List each line of the material below that contains the string "woman", copying each line in full. Matching is case-sensitive.
=== SUPPLIED RECORDS ===
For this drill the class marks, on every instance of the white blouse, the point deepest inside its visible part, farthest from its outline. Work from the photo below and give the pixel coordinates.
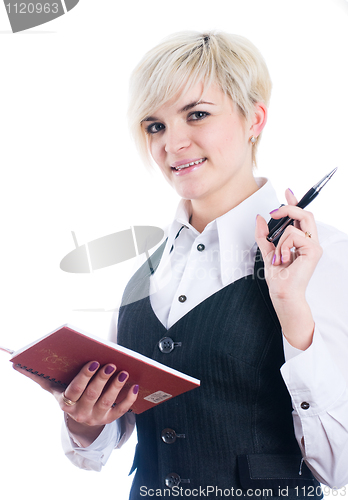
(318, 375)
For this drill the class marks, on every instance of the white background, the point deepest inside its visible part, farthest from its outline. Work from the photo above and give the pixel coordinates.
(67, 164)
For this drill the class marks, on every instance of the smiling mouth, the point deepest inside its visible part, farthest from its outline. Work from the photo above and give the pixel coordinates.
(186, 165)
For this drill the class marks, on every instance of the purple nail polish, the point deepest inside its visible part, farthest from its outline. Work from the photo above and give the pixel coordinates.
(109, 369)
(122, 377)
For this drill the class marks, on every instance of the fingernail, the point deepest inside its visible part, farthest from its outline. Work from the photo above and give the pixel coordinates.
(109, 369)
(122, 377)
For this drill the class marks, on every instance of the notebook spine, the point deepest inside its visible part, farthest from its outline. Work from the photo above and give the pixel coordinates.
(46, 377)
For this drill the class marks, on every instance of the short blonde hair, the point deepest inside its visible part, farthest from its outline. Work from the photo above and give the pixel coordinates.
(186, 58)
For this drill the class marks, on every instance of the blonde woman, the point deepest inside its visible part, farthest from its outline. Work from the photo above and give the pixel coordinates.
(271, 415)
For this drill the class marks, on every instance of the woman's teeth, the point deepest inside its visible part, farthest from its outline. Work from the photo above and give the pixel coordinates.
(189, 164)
===
=== SUPPLIED RECORDS ===
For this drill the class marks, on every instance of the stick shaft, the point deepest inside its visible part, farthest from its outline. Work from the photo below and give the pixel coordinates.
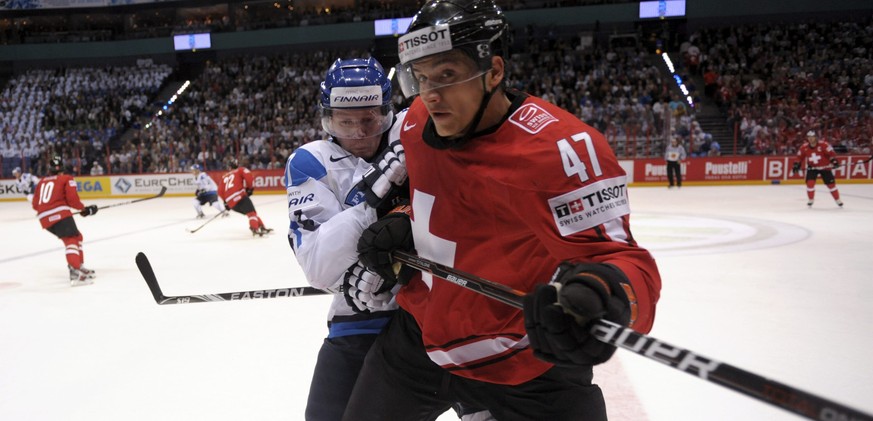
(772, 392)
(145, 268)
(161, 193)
===
TASK ANSWER
For this drill the class marks, on every instance of the blonde woman, the point deepest inside its visible part, farthest from its outline. Work from the photo above and give the pixel coordinates.
For this drill the class marks, on every instance of the woman's teeth, the point deepest inside its visible part, farthest from its outline. Work from the photo above and give the pixel coordinates.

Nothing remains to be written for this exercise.